• [The problem] Copy out the entire listing below exactly, but without its pictures.

• [Available data]
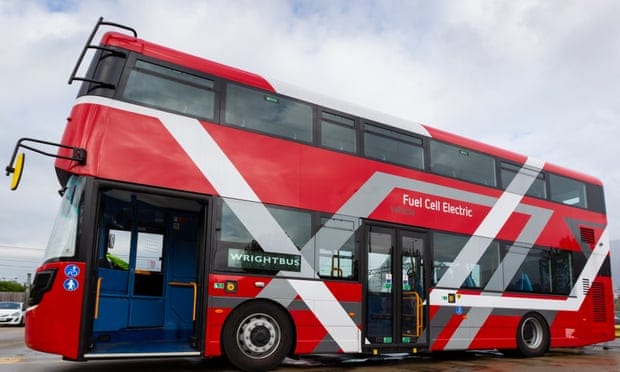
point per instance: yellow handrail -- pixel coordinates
(97, 297)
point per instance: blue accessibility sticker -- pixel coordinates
(72, 271)
(71, 284)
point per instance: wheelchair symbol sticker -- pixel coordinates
(71, 284)
(72, 271)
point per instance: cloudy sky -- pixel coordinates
(540, 78)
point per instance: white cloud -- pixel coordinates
(535, 77)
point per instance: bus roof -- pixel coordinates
(204, 65)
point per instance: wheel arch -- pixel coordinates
(536, 319)
(265, 301)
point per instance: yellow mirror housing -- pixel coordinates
(17, 171)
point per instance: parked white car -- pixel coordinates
(12, 313)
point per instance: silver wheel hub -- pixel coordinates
(258, 335)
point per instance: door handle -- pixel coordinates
(188, 284)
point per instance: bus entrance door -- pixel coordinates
(146, 298)
(395, 290)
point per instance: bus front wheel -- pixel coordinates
(532, 335)
(257, 336)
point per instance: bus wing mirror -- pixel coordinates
(16, 168)
(16, 165)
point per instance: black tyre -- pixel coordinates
(257, 336)
(532, 335)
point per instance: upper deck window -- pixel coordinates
(268, 113)
(453, 161)
(538, 188)
(567, 191)
(392, 146)
(169, 89)
(338, 132)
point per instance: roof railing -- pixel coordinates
(89, 46)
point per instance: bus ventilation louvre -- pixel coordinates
(598, 303)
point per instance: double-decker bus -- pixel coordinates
(208, 211)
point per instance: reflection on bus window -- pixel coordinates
(236, 246)
(170, 89)
(268, 113)
(537, 189)
(338, 132)
(392, 146)
(453, 161)
(567, 191)
(337, 261)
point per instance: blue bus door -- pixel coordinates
(147, 291)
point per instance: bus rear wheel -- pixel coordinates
(532, 335)
(257, 336)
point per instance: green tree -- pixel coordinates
(11, 286)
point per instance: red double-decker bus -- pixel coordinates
(209, 211)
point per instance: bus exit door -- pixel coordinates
(147, 288)
(395, 316)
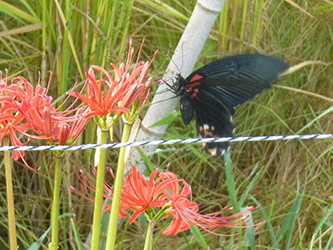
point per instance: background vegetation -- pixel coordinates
(291, 180)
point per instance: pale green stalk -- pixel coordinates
(10, 198)
(113, 223)
(55, 205)
(99, 192)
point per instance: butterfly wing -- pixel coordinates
(218, 87)
(237, 79)
(213, 119)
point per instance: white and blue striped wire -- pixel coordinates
(165, 142)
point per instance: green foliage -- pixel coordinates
(66, 37)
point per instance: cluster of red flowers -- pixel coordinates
(171, 195)
(119, 93)
(24, 108)
(28, 111)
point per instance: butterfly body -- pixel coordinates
(214, 91)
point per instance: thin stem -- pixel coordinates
(55, 205)
(149, 235)
(99, 193)
(111, 240)
(10, 198)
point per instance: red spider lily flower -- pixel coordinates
(11, 120)
(109, 94)
(48, 123)
(172, 196)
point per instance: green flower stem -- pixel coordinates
(149, 235)
(10, 198)
(113, 223)
(55, 205)
(99, 192)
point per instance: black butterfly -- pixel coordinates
(216, 89)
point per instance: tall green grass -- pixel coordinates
(291, 181)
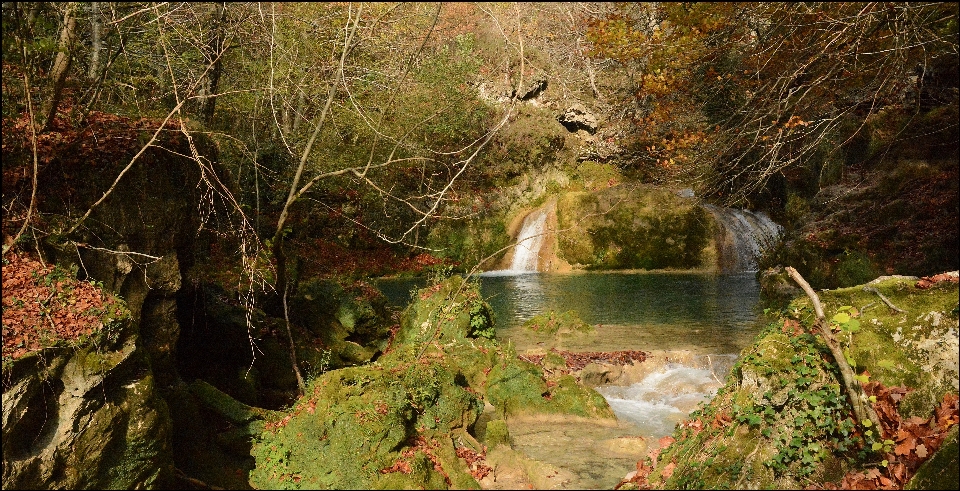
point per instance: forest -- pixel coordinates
(204, 205)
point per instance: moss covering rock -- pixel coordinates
(634, 227)
(86, 414)
(782, 421)
(398, 422)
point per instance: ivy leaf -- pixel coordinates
(885, 364)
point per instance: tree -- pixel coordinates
(771, 85)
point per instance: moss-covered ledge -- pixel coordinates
(781, 420)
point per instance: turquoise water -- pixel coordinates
(702, 312)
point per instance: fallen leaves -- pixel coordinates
(576, 360)
(476, 462)
(43, 305)
(916, 438)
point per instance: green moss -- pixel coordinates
(633, 228)
(357, 427)
(788, 423)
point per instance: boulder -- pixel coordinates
(85, 417)
(577, 117)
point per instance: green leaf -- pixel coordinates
(841, 318)
(850, 360)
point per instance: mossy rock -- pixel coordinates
(781, 421)
(395, 423)
(634, 227)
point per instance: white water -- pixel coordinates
(667, 396)
(747, 235)
(526, 255)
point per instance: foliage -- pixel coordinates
(731, 94)
(781, 419)
(44, 306)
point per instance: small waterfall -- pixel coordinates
(526, 254)
(664, 397)
(745, 236)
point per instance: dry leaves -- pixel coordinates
(43, 305)
(915, 439)
(576, 360)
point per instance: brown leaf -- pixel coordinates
(905, 447)
(666, 441)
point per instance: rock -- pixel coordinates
(577, 117)
(85, 417)
(533, 88)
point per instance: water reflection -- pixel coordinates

• [Response to this exercise]
point per instance: yellow handrail -- pixel coordinates
(97, 297)
point per instance: blue accessibility sticker -- pixel coordinates
(72, 271)
(71, 284)
point per instance: wheelchair symbol sticker -- pixel coordinates
(71, 284)
(72, 271)
point per instance: cloudy sky -- pixel coordinates
(540, 78)
point per instance: white cloud -- pixel coordinates
(535, 77)
point per instance: bus roof -- pixel coordinates
(204, 65)
point per instance: wheel arch -- pixel coordinates
(536, 319)
(265, 301)
point per instance: yellow mirror housing -- pixel coordinates
(17, 171)
point per instance: parked white car -- pixel coordinates
(12, 313)
point per instance: silver wheel hub -- pixel coordinates
(258, 335)
point per instance: door handle -- pixel coordinates
(188, 284)
point per instance: bus entrance door -- pixel coordinates
(146, 298)
(395, 290)
point per instance: bus front wheel -- pixel coordinates
(532, 335)
(257, 336)
point per instance: bus wing mirror -- pixel coordinates
(16, 168)
(16, 165)
point per instance: black tyre -- pixel coordinates
(257, 336)
(532, 335)
point per instance: upper deck window -- pixel coordinates
(268, 113)
(453, 161)
(538, 188)
(567, 191)
(392, 146)
(169, 89)
(338, 132)
point per instance: roof railing -- pixel coordinates
(89, 46)
point per instance: bus ventilation louvre -- pixel coordinates
(598, 303)
point per instance: double-decker bus -- pixel coordinates
(208, 211)
point per instance: reflection on bus window -- pixel coordinates
(236, 246)
(170, 89)
(268, 113)
(537, 189)
(338, 132)
(392, 146)
(453, 161)
(567, 191)
(337, 261)
point per instance: blue bus door -- pixel coordinates
(147, 291)
point per instance: bus rear wheel -- pixel coordinates
(532, 335)
(257, 336)
point per instance: green tree -- pixel coordinates
(11, 286)
point per instance: red double-decker bus -- pixel coordinates
(209, 211)
point per instance: bus exit door -- pixel coordinates
(147, 288)
(395, 316)
point per instance: background vegetation -- pixel coordinates
(291, 180)
point per instance: pale green stalk -- pixel coordinates
(10, 198)
(113, 223)
(55, 205)
(99, 192)
point per instance: butterfly wing -- pixel coordinates
(218, 87)
(237, 79)
(213, 119)
point per instance: white and blue striped wire -- pixel coordinates
(165, 142)
point per instance: green foliage -- pixel coordinates
(66, 37)
point per instance: cluster of red flowers -- pixel coordinates
(171, 195)
(119, 93)
(24, 108)
(28, 111)
point per instance: butterfly body -- pixel coordinates
(214, 91)
point per instance: thin stem -- pixel coordinates
(55, 205)
(149, 235)
(99, 193)
(111, 240)
(10, 198)
point per instance: red spider lily flower -- pixel coordinates
(11, 120)
(109, 94)
(48, 123)
(172, 196)
point per instance: green flower stem -- pixel coordinates
(149, 235)
(10, 198)
(113, 223)
(55, 205)
(99, 192)
point per instance: black butterfly -- pixel coordinates
(216, 89)
point per instance: tall green grass -- pixel coordinates
(291, 181)
point per instance: forest -- pixel coordinates
(204, 205)
point per instance: moss covering rock -- pixel coordinates
(634, 227)
(86, 414)
(782, 421)
(398, 422)
point per instance: ivy leaf -- pixel coordinates
(885, 364)
point per instance: tree -- pixel coordinates
(771, 85)
point per instance: moss-covered ledge -- pixel coordinates
(781, 420)
point per instance: turquoise water -- pixel coordinates
(702, 312)
point per instance: fallen leaves -- pixel coordinates
(576, 360)
(476, 462)
(43, 305)
(916, 438)
point per instance: green moss -- pixel coordinates
(633, 228)
(357, 427)
(788, 423)
point per instance: boulder -- pixel coordinates
(85, 417)
(577, 117)
point per instance: green leaf -- pixel coordinates
(841, 318)
(850, 360)
point per instance: mossy rock -- pixel coordinates
(781, 421)
(395, 423)
(634, 227)
point per instance: white water -- pixel coordinates
(667, 396)
(747, 235)
(526, 255)
point per instance: foliage -- pixel coordinates
(731, 94)
(781, 419)
(44, 306)
point per instance: small waterfall -- pixel coordinates
(526, 254)
(664, 397)
(745, 236)
point per instance: dry leaves -- pixel coordinates
(43, 305)
(915, 439)
(576, 360)
point per instance: brown leaf -- pixel coordinates
(905, 447)
(666, 441)
point per instance: rock -- pixel coordinates
(577, 117)
(85, 417)
(533, 88)
point per instance: water reflection -- pixel coordinates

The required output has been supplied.